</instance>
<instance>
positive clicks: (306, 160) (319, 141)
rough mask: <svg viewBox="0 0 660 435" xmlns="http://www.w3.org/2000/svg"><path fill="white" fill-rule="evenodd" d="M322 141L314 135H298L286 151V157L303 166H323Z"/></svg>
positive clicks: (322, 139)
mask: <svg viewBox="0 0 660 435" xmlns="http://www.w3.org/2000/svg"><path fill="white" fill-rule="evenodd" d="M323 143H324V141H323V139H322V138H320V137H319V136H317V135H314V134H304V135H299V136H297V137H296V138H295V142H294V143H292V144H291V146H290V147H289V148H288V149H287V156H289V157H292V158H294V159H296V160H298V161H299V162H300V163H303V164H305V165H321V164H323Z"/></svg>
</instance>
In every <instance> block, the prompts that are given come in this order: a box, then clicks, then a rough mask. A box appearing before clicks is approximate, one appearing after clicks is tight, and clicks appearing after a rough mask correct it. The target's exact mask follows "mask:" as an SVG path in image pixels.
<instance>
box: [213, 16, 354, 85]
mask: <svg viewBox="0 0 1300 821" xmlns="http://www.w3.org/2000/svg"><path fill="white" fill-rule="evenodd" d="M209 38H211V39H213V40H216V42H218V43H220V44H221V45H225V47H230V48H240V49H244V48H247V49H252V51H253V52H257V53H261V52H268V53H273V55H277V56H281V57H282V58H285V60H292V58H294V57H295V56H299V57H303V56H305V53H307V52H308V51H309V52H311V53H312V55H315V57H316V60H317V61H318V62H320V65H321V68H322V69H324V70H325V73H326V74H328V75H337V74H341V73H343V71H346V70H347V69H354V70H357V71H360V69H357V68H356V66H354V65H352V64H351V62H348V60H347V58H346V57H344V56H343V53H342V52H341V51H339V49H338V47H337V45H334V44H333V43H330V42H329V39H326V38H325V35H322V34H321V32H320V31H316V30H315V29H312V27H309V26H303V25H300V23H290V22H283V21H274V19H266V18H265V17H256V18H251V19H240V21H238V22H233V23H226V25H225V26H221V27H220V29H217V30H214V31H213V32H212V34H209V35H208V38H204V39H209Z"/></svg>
▬▬▬▬▬▬▬▬▬▬
- Problem description: Give the data again, exactly as written.

- Written reply:
</instance>
<instance>
positive clicks: (306, 160) (319, 141)
rough mask: <svg viewBox="0 0 660 435" xmlns="http://www.w3.org/2000/svg"><path fill="white" fill-rule="evenodd" d="M322 141L314 135H298L286 151V157L303 166H323Z"/></svg>
positive clicks: (322, 139)
mask: <svg viewBox="0 0 660 435" xmlns="http://www.w3.org/2000/svg"><path fill="white" fill-rule="evenodd" d="M323 143H324V141H323V139H322V138H320V137H319V136H317V135H314V134H304V135H299V136H297V137H296V138H295V142H294V143H292V144H291V146H290V147H289V148H288V149H287V156H289V157H292V158H294V159H296V160H298V161H299V162H300V163H303V164H305V165H321V164H323Z"/></svg>
</instance>
In every <instance> block, the prompts that are given come in this order: a box, then clicks, then a rough mask. A box appearing before clicks is approximate, one appearing after clicks is tight, and clicks appearing after a rough mask correct it. The target's exact mask follows "mask:" as an SVG path in image pixels.
<instance>
box: [213, 16, 354, 85]
mask: <svg viewBox="0 0 1300 821" xmlns="http://www.w3.org/2000/svg"><path fill="white" fill-rule="evenodd" d="M209 38H211V39H213V40H216V42H218V43H220V44H221V45H225V47H230V48H240V49H244V48H247V49H252V51H253V52H257V53H261V52H268V53H273V55H277V56H281V57H282V58H285V60H292V58H294V57H295V56H299V57H303V56H305V53H307V52H308V51H309V52H311V53H312V55H315V57H316V60H317V61H318V62H320V65H321V68H322V69H324V70H325V73H326V74H328V75H337V74H341V73H343V71H346V70H347V69H354V70H357V71H360V69H357V68H356V66H354V65H352V64H351V62H348V60H347V58H346V57H344V56H343V53H342V52H341V51H339V49H338V47H337V45H334V44H333V43H330V42H329V39H326V38H325V35H322V34H321V32H320V31H316V30H315V29H312V27H309V26H303V25H300V23H290V22H283V21H274V19H266V18H265V17H256V18H251V19H240V21H238V22H233V23H226V25H225V26H221V27H220V29H217V30H214V31H213V32H212V34H209V35H208V38H204V39H209Z"/></svg>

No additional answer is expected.